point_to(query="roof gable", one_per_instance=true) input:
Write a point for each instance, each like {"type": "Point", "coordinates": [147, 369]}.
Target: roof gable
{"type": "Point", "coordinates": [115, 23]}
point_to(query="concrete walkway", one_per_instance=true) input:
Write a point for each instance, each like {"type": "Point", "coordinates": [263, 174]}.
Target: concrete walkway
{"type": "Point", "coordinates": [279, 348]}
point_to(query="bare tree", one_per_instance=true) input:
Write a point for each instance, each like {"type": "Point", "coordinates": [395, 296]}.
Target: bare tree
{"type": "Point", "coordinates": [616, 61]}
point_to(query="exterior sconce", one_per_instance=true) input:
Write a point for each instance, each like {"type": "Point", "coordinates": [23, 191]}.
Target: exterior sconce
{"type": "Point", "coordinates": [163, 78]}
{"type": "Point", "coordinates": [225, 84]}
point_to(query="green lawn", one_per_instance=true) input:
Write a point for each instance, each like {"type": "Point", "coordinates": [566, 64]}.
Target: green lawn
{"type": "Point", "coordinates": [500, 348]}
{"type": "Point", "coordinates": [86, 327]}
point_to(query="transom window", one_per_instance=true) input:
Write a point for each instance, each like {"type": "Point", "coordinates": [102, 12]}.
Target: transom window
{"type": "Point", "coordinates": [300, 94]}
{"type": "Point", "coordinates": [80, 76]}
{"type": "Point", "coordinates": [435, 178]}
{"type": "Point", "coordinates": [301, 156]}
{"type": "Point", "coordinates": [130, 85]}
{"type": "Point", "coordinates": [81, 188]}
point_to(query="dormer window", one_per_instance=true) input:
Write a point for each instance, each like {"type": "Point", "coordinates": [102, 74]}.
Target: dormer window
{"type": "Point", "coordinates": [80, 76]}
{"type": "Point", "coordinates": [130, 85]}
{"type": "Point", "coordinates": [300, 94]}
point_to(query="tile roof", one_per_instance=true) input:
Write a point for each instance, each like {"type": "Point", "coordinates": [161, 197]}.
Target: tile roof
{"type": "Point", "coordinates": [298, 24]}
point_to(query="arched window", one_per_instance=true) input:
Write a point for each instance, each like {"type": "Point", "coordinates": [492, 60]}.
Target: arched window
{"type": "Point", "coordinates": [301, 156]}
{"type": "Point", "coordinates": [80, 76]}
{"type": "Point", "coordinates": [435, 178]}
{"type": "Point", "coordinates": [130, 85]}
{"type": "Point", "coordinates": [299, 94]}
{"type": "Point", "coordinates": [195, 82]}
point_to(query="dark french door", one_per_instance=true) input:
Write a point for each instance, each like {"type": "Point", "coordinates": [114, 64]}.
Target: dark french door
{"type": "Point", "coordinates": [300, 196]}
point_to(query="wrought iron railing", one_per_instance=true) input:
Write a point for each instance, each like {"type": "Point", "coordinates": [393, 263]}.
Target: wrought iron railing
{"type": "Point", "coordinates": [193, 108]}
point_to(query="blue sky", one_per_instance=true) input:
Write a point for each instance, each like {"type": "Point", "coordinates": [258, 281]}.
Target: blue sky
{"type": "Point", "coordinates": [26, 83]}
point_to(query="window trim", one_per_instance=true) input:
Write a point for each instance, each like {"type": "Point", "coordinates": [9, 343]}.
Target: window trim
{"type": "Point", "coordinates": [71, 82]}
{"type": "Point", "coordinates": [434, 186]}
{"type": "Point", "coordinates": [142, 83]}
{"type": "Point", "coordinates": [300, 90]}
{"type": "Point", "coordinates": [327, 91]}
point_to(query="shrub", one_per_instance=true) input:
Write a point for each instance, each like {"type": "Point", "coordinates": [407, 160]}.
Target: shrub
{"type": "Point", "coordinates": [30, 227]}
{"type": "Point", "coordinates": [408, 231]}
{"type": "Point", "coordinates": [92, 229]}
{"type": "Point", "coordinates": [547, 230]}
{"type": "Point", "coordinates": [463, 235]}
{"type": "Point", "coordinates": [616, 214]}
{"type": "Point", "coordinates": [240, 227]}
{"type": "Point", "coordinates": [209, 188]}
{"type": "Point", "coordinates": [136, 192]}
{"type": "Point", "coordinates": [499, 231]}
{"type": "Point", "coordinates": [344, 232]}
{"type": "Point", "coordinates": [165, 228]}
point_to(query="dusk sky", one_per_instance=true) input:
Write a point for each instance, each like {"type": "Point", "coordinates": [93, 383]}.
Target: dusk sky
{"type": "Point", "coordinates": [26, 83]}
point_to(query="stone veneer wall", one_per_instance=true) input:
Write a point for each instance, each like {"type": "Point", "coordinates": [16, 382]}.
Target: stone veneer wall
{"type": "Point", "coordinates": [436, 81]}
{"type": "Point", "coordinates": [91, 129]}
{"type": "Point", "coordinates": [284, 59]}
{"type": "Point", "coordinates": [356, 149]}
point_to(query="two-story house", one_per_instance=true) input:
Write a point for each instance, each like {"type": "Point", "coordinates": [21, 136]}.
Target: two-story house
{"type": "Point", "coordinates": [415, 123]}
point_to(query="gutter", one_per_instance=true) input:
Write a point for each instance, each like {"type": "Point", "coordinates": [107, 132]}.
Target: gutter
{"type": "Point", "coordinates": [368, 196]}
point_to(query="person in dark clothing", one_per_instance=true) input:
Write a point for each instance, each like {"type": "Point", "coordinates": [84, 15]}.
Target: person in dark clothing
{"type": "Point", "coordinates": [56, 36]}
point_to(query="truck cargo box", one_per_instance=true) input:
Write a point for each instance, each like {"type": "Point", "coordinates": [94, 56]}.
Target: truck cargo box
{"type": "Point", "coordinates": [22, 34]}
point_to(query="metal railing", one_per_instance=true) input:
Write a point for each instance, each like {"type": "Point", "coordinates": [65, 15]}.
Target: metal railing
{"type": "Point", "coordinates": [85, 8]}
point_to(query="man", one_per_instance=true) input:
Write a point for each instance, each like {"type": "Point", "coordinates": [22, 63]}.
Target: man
★ ★ ★ ★ ★ ★ ★
What this task involves:
A verbatim copy of all the records is required. Write it out in full.

Answer for the task:
point_to(query="roof gable", one_per_instance=true) input:
Write a point for each instance, each like {"type": "Point", "coordinates": [147, 369]}.
Target: roof gable
{"type": "Point", "coordinates": [115, 23]}
point_to(query="concrete walkway", one_per_instance=true) input:
Write a point for each instance, each like {"type": "Point", "coordinates": [263, 174]}.
Target: concrete walkway
{"type": "Point", "coordinates": [279, 348]}
point_to(query="bare tree", one_per_instance=true) input:
Write a point for each instance, each like {"type": "Point", "coordinates": [395, 296]}.
Target: bare tree
{"type": "Point", "coordinates": [616, 61]}
point_to(query="exterior sconce", one_per_instance=true) input:
Write a point for each instance, each like {"type": "Point", "coordinates": [23, 191]}.
Target: exterior sconce
{"type": "Point", "coordinates": [163, 78]}
{"type": "Point", "coordinates": [225, 84]}
point_to(query="green lawn", one_per_instance=true) input:
Write a point for each instance, each like {"type": "Point", "coordinates": [566, 64]}.
Target: green lawn
{"type": "Point", "coordinates": [500, 348]}
{"type": "Point", "coordinates": [86, 327]}
point_to(query="transom window", one_per_instance=true) input:
Write a point for each instance, each like {"type": "Point", "coordinates": [102, 12]}.
Target: transom window
{"type": "Point", "coordinates": [300, 94]}
{"type": "Point", "coordinates": [80, 76]}
{"type": "Point", "coordinates": [435, 178]}
{"type": "Point", "coordinates": [301, 156]}
{"type": "Point", "coordinates": [130, 85]}
{"type": "Point", "coordinates": [81, 188]}
point_to(query="dormer window", one_per_instance=true) input:
Write a point for each instance, each like {"type": "Point", "coordinates": [102, 74]}.
Target: dormer window
{"type": "Point", "coordinates": [80, 76]}
{"type": "Point", "coordinates": [130, 85]}
{"type": "Point", "coordinates": [300, 94]}
point_to(query="tile roof", one_per_instance=true) input:
Write a point for each instance, each like {"type": "Point", "coordinates": [161, 197]}.
Target: tile roof
{"type": "Point", "coordinates": [298, 24]}
point_to(query="arched window", one_per_instance=true) input:
Write a point for each instance, each like {"type": "Point", "coordinates": [492, 60]}.
Target: arched window
{"type": "Point", "coordinates": [301, 156]}
{"type": "Point", "coordinates": [80, 76]}
{"type": "Point", "coordinates": [435, 178]}
{"type": "Point", "coordinates": [130, 85]}
{"type": "Point", "coordinates": [299, 94]}
{"type": "Point", "coordinates": [195, 82]}
point_to(query="dark french door", one_per_instance=true) input:
Write a point for each instance, each like {"type": "Point", "coordinates": [114, 64]}.
Target: dark french door
{"type": "Point", "coordinates": [300, 196]}
point_to(query="wrought iron railing", one_per_instance=true) input:
Write a point for each instance, each like {"type": "Point", "coordinates": [393, 263]}.
Target: wrought iron railing
{"type": "Point", "coordinates": [193, 108]}
point_to(query="blue sky", one_per_instance=true) input:
Write a point for each instance, each like {"type": "Point", "coordinates": [258, 281]}.
Target: blue sky
{"type": "Point", "coordinates": [26, 83]}
point_to(query="window trim", one_per_instance=true) input:
Write a point for each instance, each like {"type": "Point", "coordinates": [9, 343]}.
Target: window trim
{"type": "Point", "coordinates": [71, 82]}
{"type": "Point", "coordinates": [434, 186]}
{"type": "Point", "coordinates": [142, 83]}
{"type": "Point", "coordinates": [300, 90]}
{"type": "Point", "coordinates": [327, 91]}
point_to(query="shrub", one_per_instance=true) input:
Write a point for each instance, each like {"type": "Point", "coordinates": [407, 160]}.
Target: shrub
{"type": "Point", "coordinates": [30, 227]}
{"type": "Point", "coordinates": [408, 231]}
{"type": "Point", "coordinates": [92, 229]}
{"type": "Point", "coordinates": [547, 230]}
{"type": "Point", "coordinates": [463, 235]}
{"type": "Point", "coordinates": [616, 214]}
{"type": "Point", "coordinates": [240, 227]}
{"type": "Point", "coordinates": [209, 188]}
{"type": "Point", "coordinates": [136, 192]}
{"type": "Point", "coordinates": [499, 231]}
{"type": "Point", "coordinates": [344, 232]}
{"type": "Point", "coordinates": [165, 228]}
point_to(query="dusk sky", one_per_instance=true) input:
Write a point for each instance, each like {"type": "Point", "coordinates": [93, 383]}.
Target: dusk sky
{"type": "Point", "coordinates": [26, 83]}
point_to(query="stone veneer wall", one_per_instance=true) input:
Write a point for each instance, each like {"type": "Point", "coordinates": [16, 382]}.
Target: stone veneer wall
{"type": "Point", "coordinates": [436, 81]}
{"type": "Point", "coordinates": [91, 129]}
{"type": "Point", "coordinates": [284, 59]}
{"type": "Point", "coordinates": [356, 149]}
point_to(query="two-story house", one_per_instance=true) input:
Write a point for each instance, each like {"type": "Point", "coordinates": [21, 136]}.
Target: two-story house
{"type": "Point", "coordinates": [415, 123]}
point_to(query="gutter", one_per_instance=true) input:
Write a point for each instance, each like {"type": "Point", "coordinates": [107, 132]}.
Target: gutter
{"type": "Point", "coordinates": [368, 196]}
point_to(query="person in dark clothing", one_per_instance=true) input:
Write a point for each instance, each like {"type": "Point", "coordinates": [84, 15]}.
Target: person in dark clothing
{"type": "Point", "coordinates": [56, 36]}
point_to(query="truck cargo box", one_per_instance=true) input:
Write a point for each instance, each like {"type": "Point", "coordinates": [94, 56]}.
Target: truck cargo box
{"type": "Point", "coordinates": [22, 34]}
point_to(query="metal railing", one_per_instance=true) input:
Write a point for each instance, each like {"type": "Point", "coordinates": [65, 15]}.
Target: metal railing
{"type": "Point", "coordinates": [85, 8]}
point_to(query="man", one_per_instance=true) input:
Write a point for each instance, each like {"type": "Point", "coordinates": [22, 63]}.
Target: man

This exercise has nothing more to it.